* Task instructions:
**a)** Answer these questions using the passage on historical headache remedies:
(i) According to Arateus of Cappadocia, what will happen if you burn muscles?
(ii) In what century did Ali ibn Isa al-Kahhal work?
(iii) Where was Moses Maimonides born?
**b)** Summarize the passage on historical headache remedies in two sentences.
**c)** Proceed with the passage on historical headache remedies, starting right after its last sentence.

* Provided passage:
Naturally, if your brain feels like it might explode out of your skull, the thing to do is add more fire. That’s what Arateus of Cappadocia, an ancient Greek physician, recommended. Hilariously, Arateus notes that his suggestions might just be “hazardous treatments”:
[S]have off the hair (which yet on its own is good for the head) and cauterize [burn] superficially down to the muscles. If you wish to cauterize down to the bone, carry it out at a site where there are no muscles. For if you burn muscles, you will provoke cramps. Some physicians incise down to the bone on the forehead along the border of the hair. They abrade or chisel the bone down to the diploe and let flesh grow over the place. Others perforate the bone down to the meninges. These are hazardous treatments. You have to apply them when the headache persists after all that has been done; the patient keeps courage and the body is vigorous.

2. Put a dead mole on it

Praise be for Ali ibn Isa al-Kahhal (“the oculist”), who managed to bring medicine forward several hundred years through his work. Ibn Isa was—back in the 10th century—the first physician to discover the symptoms that sufferers of Vogt-Koyanagi-Harada syndrome, an eye disease, would regularly present. And though he was in many ways a smart man ahead of his time, the lack of certainty in medicine at the time meant that ibn Isa was a little wide of the mark sometimes. It was for that reason he could say with a straight face that the best way to head off those pangs of pain was to lash a dead mole to your head. Problem solved.

3. Run a warm, sweet bath

Moses Maimonides was a 12th century physician and astronomer born in Cordoba. And because headaches are as old as time immemorial, even back then people came to Maimonides complaining of head pain. His cure was unconventional, but didn’t involve dead moles or worse: immerse yourself in a bath of warm, sweetened water (honey was best), which acts to draw out the vapours that bring aches to one’s head. Truthfully, it’s not terrible advice—plenty of people after a hard day, possibly feeling fuzzy in the head, will run a bath and soak in it for several hours.

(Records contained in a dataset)
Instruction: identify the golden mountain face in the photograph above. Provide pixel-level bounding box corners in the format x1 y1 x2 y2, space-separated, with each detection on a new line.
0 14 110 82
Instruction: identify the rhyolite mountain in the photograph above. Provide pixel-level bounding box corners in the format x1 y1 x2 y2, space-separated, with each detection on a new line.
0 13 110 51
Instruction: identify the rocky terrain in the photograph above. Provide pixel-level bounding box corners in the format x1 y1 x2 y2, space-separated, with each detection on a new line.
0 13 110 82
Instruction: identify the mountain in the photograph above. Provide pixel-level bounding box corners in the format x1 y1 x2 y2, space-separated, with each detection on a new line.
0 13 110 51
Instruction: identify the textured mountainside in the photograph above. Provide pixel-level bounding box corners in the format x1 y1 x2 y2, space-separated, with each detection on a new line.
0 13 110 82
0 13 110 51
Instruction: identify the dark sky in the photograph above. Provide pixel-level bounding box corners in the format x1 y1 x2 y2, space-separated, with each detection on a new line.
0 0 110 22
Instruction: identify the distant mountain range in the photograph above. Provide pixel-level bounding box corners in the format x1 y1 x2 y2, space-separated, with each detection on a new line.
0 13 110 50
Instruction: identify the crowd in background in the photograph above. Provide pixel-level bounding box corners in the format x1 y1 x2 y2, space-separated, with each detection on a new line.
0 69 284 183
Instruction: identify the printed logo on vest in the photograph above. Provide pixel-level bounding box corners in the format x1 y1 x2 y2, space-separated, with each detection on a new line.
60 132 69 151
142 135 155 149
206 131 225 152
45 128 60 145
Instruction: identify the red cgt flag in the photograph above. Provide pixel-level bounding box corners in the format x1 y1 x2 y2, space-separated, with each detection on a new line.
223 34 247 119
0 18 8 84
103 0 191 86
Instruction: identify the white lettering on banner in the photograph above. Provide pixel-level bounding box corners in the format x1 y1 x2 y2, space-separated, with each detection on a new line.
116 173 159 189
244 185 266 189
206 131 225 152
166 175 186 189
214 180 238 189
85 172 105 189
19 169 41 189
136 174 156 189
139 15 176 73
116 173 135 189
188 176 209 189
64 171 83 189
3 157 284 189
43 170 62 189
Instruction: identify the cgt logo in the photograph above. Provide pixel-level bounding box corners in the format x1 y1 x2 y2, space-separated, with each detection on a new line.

* Written answers:
**a)**
(i) You will provoke cramps.
(ii) The 10th century.
(iii) Cordoba.

**b)** The ancient Greek physician Arateus of Cappadocia recommended cauterizing the head and even cutting or perforating the skull, and he himself called these hazardous treatments. Later, the 10th-century physician Ali ibn Isa al-Kahhal advised lashing a dead mole to the head, while the 12th-century physician Moses Maimonides prescribed soaking in a warm bath of sweetened water to draw out the vapours that cause head pain.

**c)**
4. Add some eels to the bath

Electricity and the brain do not mix all that well, truth be told. Yet for centuries now, electricity and the brain have been mixed through medicine. (Electroshock treatment is just one example.) The Dutch Society of Sciences published a set of treatises in 1762, contained within which is a scene reported from South America espousing the benefits of electric eels in easing brain pain:
When a slave complains of a bad headache, he has them put one of their hands on their head and the other on the fish, and they thereby will be helped immediately, without exception.
Hear that? Without exception.

5. Trepanning

Ah, the age-old act of trepanning: so popular that it achieved a resurgence as a headache treatment 2500 years after it first appeared. The cavemen around in the 8th century BC put holes in their skulls to alleviate pressure on the brain (without a care for the damage they were doing to their bodies). The treatment never properly went away, but it did fall out of fashion.
Until the 1600s. Suddenly, trepanation was everywhere! Trepanning happened hither and thither, great holes being bored into brain-bearing skulls to prevent pain. If only they’d had the ability to pop some pills, an awful lot of suffering and exposure to infection could have been avoided.